* BEGIN MATERIAL SHOWN *

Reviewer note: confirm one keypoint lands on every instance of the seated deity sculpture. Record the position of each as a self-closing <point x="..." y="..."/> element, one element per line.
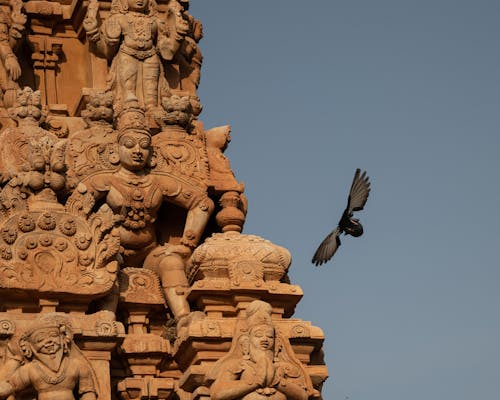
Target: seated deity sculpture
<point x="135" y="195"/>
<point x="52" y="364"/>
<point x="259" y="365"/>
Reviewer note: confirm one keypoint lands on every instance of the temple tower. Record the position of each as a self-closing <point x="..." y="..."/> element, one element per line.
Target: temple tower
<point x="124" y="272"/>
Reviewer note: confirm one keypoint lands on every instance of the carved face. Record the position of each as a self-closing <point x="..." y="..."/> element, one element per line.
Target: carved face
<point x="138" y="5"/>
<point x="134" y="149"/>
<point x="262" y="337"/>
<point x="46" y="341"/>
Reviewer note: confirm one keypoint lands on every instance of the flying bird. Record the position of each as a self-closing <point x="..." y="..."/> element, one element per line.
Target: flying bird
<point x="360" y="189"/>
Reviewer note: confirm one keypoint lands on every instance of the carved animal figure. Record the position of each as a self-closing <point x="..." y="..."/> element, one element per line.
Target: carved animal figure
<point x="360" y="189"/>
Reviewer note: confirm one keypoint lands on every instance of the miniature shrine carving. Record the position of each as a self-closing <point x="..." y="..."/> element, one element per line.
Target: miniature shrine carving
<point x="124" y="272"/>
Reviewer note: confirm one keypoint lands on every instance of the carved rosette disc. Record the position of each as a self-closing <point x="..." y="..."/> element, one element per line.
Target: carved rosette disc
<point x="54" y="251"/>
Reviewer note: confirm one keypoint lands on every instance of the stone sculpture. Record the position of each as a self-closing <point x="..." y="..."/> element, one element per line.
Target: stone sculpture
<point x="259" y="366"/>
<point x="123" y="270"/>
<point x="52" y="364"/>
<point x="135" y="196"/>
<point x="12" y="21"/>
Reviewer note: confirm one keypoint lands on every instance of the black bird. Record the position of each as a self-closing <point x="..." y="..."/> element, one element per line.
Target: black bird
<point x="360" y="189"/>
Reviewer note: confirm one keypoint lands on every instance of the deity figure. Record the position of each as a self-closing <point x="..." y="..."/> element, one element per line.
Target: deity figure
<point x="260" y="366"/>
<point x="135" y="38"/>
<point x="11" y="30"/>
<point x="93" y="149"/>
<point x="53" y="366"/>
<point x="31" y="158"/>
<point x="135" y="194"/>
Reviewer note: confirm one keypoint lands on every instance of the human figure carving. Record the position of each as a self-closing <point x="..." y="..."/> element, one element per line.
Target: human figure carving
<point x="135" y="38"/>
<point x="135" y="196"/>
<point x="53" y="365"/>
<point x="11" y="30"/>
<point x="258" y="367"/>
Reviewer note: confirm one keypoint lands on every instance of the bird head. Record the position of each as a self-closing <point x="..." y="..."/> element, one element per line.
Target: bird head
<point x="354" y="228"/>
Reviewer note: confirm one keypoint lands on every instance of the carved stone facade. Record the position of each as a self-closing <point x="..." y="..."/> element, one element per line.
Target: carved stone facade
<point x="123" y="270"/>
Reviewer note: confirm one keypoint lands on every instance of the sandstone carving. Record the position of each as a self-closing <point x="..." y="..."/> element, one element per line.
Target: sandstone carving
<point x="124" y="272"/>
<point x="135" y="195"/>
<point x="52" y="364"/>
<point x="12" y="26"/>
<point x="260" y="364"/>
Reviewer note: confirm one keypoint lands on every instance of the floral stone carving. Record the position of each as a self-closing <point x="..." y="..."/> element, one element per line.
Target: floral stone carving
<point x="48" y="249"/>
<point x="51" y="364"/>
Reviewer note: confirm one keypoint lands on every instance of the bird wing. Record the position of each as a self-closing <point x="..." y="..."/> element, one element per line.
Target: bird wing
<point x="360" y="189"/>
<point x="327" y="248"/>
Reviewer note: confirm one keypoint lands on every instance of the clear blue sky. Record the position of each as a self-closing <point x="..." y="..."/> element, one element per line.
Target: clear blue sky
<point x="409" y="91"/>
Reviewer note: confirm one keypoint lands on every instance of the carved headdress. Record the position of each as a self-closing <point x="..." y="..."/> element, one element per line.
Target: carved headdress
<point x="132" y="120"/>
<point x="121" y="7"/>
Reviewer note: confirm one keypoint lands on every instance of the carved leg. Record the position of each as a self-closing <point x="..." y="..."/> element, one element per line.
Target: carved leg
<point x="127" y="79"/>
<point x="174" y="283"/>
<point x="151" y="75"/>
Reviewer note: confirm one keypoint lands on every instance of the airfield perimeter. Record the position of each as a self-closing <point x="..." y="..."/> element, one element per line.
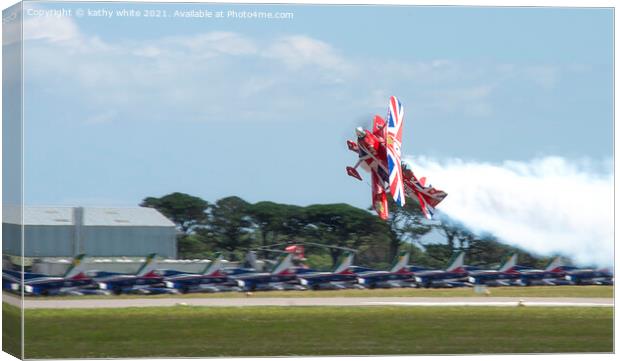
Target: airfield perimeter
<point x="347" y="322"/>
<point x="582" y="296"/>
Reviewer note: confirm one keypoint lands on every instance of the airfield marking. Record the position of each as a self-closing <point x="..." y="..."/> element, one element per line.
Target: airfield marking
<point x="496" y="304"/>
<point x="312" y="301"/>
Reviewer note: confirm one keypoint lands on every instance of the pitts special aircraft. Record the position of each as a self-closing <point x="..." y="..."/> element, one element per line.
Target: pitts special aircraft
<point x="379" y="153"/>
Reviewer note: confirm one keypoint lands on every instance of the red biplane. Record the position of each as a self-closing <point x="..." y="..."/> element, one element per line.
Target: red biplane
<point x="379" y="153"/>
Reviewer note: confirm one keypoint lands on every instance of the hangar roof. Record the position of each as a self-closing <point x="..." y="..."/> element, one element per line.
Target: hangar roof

* END MATERIAL SHOWN *

DIRECTIONS: Copy out each line word for word, please, skipping the images.

FINISHED EXERCISE:
Reviewer note: confirm one keypoint lands on every instance of the seated deity sculpture. Record the position of each as a self-closing <point x="..." y="..."/> element, one element per line.
Target: seated deity sculpture
<point x="135" y="195"/>
<point x="52" y="364"/>
<point x="259" y="365"/>
Reviewer note: confirm one keypoint lands on every instance of the temple tower. Record the position of each as a self-closing <point x="..." y="..."/> element, one element per line.
Target: temple tower
<point x="124" y="272"/>
Reviewer note: confirm one keypoint lands on every instance of the carved face. Record the position of each as a self-closing <point x="..." y="..."/> element, one element per line.
Target: carved face
<point x="138" y="5"/>
<point x="134" y="149"/>
<point x="262" y="337"/>
<point x="46" y="341"/>
Reviewer note: confirm one keypoint lands on every instance of the flying bird. Record the position of each as a self-closing <point x="..." y="..."/> element, one element per line.
Target: flying bird
<point x="360" y="189"/>
Reviewer note: confirm one keypoint lands on every instance of the carved animal figure. Record the position of each as a self-closing <point x="..." y="..."/> element, one element per line.
Target: carved animal figure
<point x="360" y="189"/>
Reviewer note: confirm one keypoint lands on every instance of the miniature shrine carving. Record the position of each as a self-closing <point x="..." y="..."/> element, one element per line.
Target: miniature shrine carving
<point x="124" y="272"/>
Reviewer note: confirm one keypoint lands on every instance of the carved rosette disc. Record the position of each as a self-closing <point x="..." y="..."/> element, one element per line.
Target: carved rosette disc
<point x="54" y="251"/>
Reviewer note: confirm one keypoint lands on every instance of the stone sculpture. Record the position of each as a self-closing <point x="..." y="..."/> element, one element per line.
Target: stone sculpture
<point x="259" y="366"/>
<point x="123" y="270"/>
<point x="52" y="364"/>
<point x="135" y="196"/>
<point x="12" y="21"/>
Reviewer note: confirm one keypoint lands on every instance of the black bird. Record the position of each as a self-closing <point x="..." y="..."/> element, one element per line.
Target: black bird
<point x="360" y="189"/>
Reviewer note: confirm one keypoint lands on every instance of the deity figure. Record the position of each as a self-closing <point x="..." y="..."/> element, one element per line.
Target: deity figure
<point x="260" y="366"/>
<point x="135" y="38"/>
<point x="11" y="30"/>
<point x="93" y="149"/>
<point x="53" y="366"/>
<point x="31" y="158"/>
<point x="135" y="194"/>
Reviewer note: confirm one keypoint lands on every instance of the human figure carving. Record the position of each as a self-closing <point x="..." y="..."/> element, one element per line.
Target: human figure carving
<point x="135" y="38"/>
<point x="135" y="196"/>
<point x="53" y="365"/>
<point x="11" y="30"/>
<point x="258" y="367"/>
Reviewer note: confirm one keypoint lands on every instance of the bird head. Record the position of each as a self-closing <point x="..." y="..."/> element, one element per line.
Target: bird head
<point x="354" y="228"/>
Reviewer note: confirm one keypoint lands on every instance of the carved stone facade. Record the position of each as a self-closing <point x="..." y="..."/> element, one element per line.
Target: carved stone facade
<point x="123" y="270"/>
Reviewer note: confirm one keypoint lands on every instance of the sandstone carving. Record the position of each as a self-closing <point x="..." y="..."/> element, one element per line.
Target: sandstone carving
<point x="124" y="272"/>
<point x="135" y="195"/>
<point x="52" y="364"/>
<point x="12" y="26"/>
<point x="260" y="364"/>
Reviewer note: confirm one keypoint lands on every instance of the floral stone carving. Record the position of each as a self-closing <point x="..." y="..."/> element, one element per line.
Target: floral stone carving
<point x="48" y="249"/>
<point x="51" y="364"/>
Reviewer note: confirm one keypoint lands on every instance of the bird wing. Record the position of each as a self-closing <point x="..." y="..."/> element, one element per line.
Target: bird wing
<point x="360" y="189"/>
<point x="327" y="248"/>
Reviewer note: confirm one keypoint lands on every instance of the clear blue sky. Record the position of each as a self-closing <point x="..." y="..."/> element, one element per line.
Target: clear blue sky
<point x="409" y="91"/>
Reviewer note: confirm one keypoint lands on every instance of the carved headdress. Record the position of each as a self-closing <point x="..." y="..."/> element, one element per line.
Target: carved headdress
<point x="132" y="120"/>
<point x="121" y="7"/>
Reviewer note: confirm one keypoint lands on every instance of the carved leg. Record the position of each as a self-closing <point x="..." y="..."/> element, one element per line.
Target: carved leg
<point x="127" y="79"/>
<point x="174" y="283"/>
<point x="151" y="75"/>
Reviewer note: confirm one keypoint lands on every instance of the airfield perimeter. Record the position of each as a self-closing <point x="..." y="..."/> element, one element per line.
Target: airfield perimeter
<point x="347" y="322"/>
<point x="582" y="296"/>
Reviewer note: confirm one keypoint lands on every instance of the airfield marking. Record the position of each as a self-closing <point x="..." y="..."/> element, one element per line.
Target: airfield marking
<point x="496" y="304"/>
<point x="312" y="301"/>
Reviewer note: confirm one keypoint lands on every instance of the pitts special aircraft. Record the position of each as a self-closing <point x="..." y="..."/> element, one element per line.
Target: pitts special aircraft
<point x="379" y="153"/>
Reviewer note: confirm one keypoint lands on every instance of the red biplane. Record the position of each as a self-closing <point x="..." y="..."/> element, one element per line.
Target: red biplane
<point x="379" y="153"/>
Reviewer note: confirm one keypoint lands on every instance of the hangar roof. Record the position of each as a self-closing <point x="..." y="..."/> element, one element per line.
Target: hangar roof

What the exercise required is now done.